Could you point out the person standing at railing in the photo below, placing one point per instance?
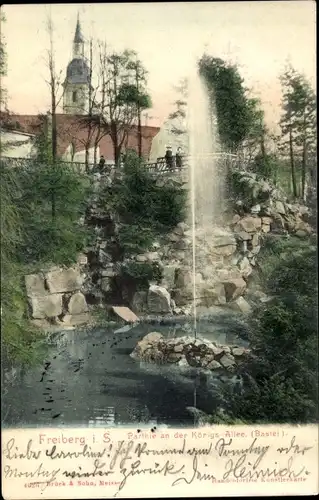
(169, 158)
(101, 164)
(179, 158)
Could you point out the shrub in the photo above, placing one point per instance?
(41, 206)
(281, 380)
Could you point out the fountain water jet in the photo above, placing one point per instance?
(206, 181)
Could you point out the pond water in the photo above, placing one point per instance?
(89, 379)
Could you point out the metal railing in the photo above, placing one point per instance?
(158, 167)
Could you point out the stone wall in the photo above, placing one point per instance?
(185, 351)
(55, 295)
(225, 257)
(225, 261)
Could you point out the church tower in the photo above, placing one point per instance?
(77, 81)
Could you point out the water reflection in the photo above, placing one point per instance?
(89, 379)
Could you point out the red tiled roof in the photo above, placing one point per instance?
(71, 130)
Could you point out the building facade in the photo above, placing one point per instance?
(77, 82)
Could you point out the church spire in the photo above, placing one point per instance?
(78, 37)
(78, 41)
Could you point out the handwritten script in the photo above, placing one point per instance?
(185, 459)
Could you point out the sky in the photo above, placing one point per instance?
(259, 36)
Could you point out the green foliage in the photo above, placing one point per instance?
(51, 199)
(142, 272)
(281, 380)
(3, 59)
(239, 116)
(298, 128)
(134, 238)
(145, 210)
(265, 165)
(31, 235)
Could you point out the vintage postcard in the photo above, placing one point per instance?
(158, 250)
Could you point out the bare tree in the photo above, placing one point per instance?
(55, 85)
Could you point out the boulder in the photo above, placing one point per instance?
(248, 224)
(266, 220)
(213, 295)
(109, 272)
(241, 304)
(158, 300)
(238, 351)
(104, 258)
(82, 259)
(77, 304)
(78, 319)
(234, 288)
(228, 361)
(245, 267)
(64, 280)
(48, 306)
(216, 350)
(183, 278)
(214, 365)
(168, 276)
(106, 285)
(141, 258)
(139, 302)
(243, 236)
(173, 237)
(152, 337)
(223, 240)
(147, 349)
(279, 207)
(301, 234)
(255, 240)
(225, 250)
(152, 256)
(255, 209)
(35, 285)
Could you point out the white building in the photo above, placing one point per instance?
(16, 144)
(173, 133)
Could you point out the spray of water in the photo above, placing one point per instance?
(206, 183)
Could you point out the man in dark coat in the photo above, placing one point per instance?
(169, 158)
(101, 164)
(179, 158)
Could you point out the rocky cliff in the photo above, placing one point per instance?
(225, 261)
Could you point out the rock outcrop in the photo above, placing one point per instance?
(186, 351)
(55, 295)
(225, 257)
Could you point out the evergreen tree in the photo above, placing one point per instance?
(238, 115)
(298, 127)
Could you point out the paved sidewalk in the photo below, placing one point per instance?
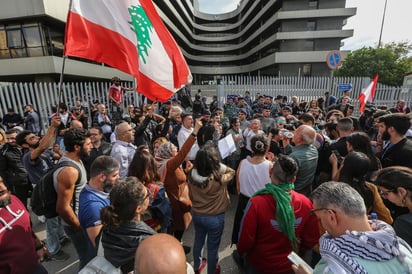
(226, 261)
--
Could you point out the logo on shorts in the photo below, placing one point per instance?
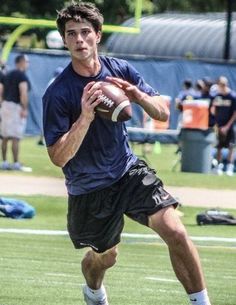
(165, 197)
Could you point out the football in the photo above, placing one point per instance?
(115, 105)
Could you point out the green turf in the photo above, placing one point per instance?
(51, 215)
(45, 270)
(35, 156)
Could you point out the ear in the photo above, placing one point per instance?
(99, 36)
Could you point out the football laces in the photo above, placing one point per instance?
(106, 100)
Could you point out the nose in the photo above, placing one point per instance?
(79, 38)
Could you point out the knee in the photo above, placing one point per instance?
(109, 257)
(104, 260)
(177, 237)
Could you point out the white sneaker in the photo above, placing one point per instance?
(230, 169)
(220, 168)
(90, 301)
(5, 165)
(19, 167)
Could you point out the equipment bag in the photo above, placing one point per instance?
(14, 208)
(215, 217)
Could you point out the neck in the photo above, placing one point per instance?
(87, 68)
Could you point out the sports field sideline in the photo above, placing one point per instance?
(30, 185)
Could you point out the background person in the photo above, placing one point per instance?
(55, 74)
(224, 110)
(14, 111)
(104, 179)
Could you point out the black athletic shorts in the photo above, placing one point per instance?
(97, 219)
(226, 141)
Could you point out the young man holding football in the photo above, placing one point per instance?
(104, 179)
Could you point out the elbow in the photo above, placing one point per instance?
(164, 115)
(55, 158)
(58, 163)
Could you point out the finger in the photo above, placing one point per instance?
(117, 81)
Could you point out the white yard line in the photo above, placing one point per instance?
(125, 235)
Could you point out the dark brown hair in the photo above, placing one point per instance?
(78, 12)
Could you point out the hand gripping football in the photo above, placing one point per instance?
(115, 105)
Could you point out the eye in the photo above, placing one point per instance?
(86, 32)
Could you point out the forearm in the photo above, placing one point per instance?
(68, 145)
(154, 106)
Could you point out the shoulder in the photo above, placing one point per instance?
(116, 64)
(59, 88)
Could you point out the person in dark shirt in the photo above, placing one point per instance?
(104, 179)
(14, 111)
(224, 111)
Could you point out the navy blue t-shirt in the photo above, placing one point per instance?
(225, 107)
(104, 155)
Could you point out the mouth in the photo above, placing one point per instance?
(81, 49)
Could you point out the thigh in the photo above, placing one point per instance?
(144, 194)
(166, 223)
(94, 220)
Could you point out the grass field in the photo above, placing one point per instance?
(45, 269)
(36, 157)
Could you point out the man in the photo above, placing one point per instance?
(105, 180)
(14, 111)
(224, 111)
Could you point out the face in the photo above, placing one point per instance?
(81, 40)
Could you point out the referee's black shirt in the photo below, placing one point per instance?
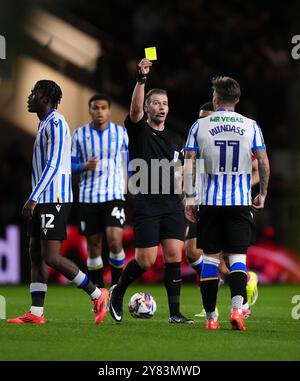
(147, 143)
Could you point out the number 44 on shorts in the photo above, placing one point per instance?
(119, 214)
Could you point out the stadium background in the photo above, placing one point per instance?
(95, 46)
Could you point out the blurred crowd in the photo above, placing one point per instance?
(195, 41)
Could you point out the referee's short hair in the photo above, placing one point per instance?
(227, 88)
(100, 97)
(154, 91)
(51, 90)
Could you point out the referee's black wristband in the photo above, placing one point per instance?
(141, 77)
==
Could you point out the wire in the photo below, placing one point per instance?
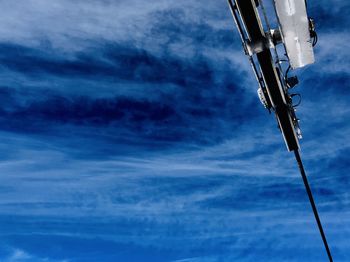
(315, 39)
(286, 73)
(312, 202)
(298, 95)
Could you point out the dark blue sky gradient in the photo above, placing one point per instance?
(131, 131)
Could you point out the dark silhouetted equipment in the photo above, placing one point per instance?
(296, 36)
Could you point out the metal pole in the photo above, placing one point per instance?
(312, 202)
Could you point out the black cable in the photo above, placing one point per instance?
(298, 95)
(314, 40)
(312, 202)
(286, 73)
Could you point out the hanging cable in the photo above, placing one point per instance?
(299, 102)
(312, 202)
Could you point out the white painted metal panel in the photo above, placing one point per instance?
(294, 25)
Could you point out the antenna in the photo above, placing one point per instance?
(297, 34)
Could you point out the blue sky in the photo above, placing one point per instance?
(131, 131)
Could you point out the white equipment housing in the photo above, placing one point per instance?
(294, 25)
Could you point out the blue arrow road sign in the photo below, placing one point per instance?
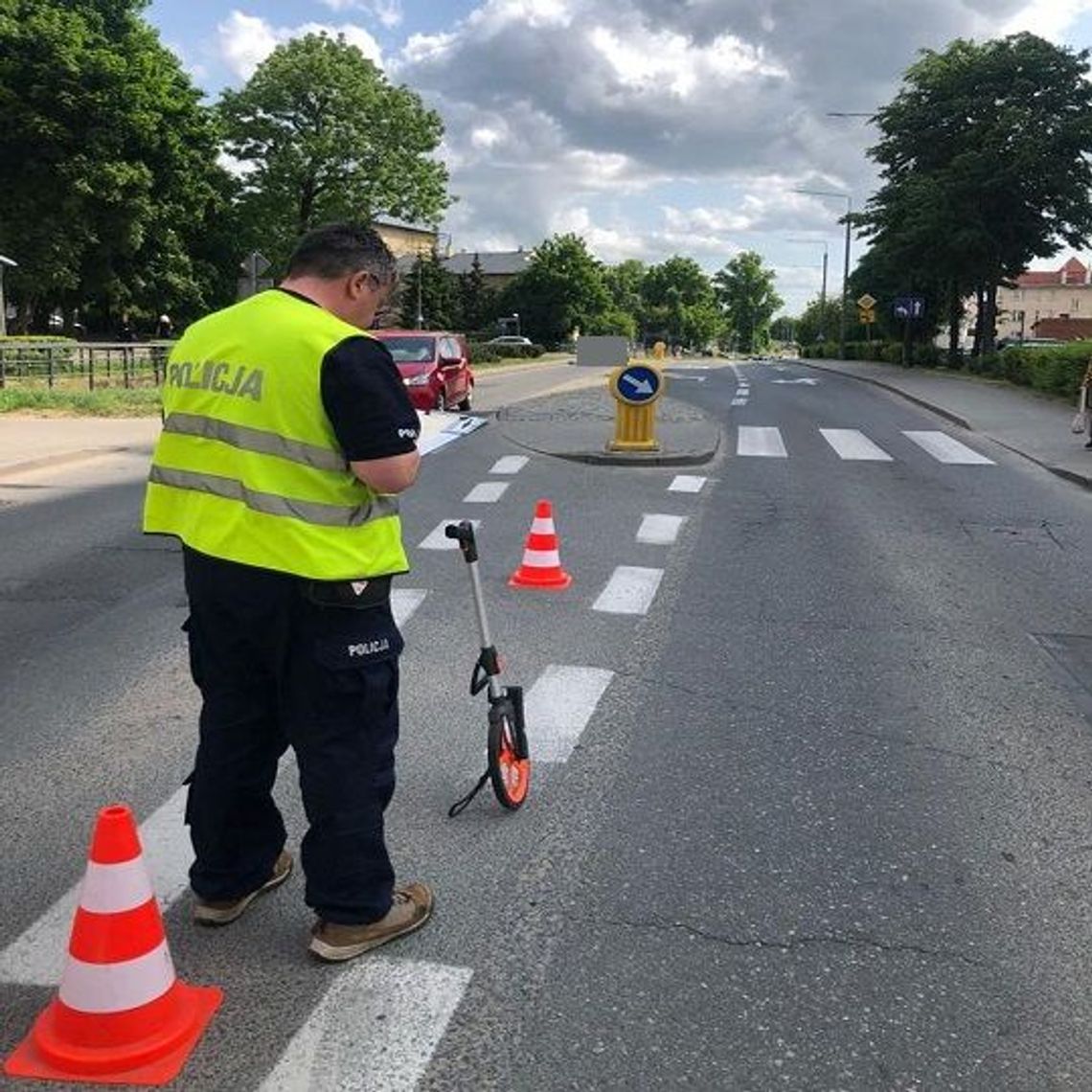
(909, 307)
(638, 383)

Task to complete
Pull out every line of the data above that contains the string "below", treating uppercase and lowercase letters as distinct.

Solution to this exercise
Could you point out the person standing at railing in the photo below, placing one point per instance?
Could you point out the paved sidewalk in the photo below, placing one point per instance?
Could you point out the logo on shorts in the photo below, placing one point per instance?
Could you point out the referee's black shirt in the photo below, placing one point per instance?
Could you point out the wire in the photo below, placing one point per instance?
Could you point out the blue arrow road sign in the photo below, placing one point per instance?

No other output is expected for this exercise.